> WHAT IS REQUIRED: Can you turn the records into a two-column CSV with the headers instruction and points, starting with the line with "sky and record integer pixel coordinates." and going on through the end of the records? Use one row per record, put each field in quotes, and replace any line breaks with spaces.

> SUPPLIED MATERIAL:
....

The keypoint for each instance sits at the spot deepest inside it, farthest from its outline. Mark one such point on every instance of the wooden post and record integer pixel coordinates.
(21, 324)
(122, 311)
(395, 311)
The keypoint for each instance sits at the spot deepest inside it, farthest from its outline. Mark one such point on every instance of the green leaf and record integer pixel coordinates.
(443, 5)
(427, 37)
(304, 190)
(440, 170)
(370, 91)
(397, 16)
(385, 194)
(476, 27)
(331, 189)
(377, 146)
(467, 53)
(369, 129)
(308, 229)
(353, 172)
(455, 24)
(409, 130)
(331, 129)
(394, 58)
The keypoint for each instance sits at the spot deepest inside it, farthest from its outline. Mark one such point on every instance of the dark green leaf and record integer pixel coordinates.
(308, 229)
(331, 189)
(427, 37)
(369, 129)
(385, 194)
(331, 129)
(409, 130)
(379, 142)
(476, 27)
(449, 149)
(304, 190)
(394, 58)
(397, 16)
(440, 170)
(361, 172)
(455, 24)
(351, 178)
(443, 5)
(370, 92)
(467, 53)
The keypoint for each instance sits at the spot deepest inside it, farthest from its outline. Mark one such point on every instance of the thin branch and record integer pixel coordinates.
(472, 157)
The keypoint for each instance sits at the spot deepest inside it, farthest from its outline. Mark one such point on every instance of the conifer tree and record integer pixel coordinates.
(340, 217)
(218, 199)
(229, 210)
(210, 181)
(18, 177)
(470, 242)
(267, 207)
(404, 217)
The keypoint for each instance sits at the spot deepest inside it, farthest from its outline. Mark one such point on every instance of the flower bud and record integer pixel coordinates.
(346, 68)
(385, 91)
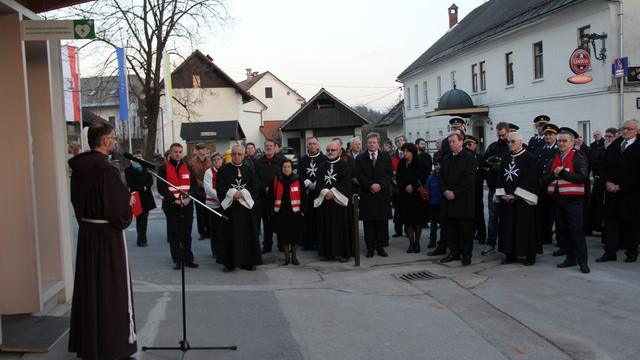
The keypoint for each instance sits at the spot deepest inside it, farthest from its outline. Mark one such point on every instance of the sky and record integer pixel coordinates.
(355, 49)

....

> WRITTEN ANSWER:
instruction,points
"The keypoint for each instance sits at the spot deepest inside it, farthest from its outline. Mark one such point on every instance of the sky and record integer pixel coordinates.","(355, 49)"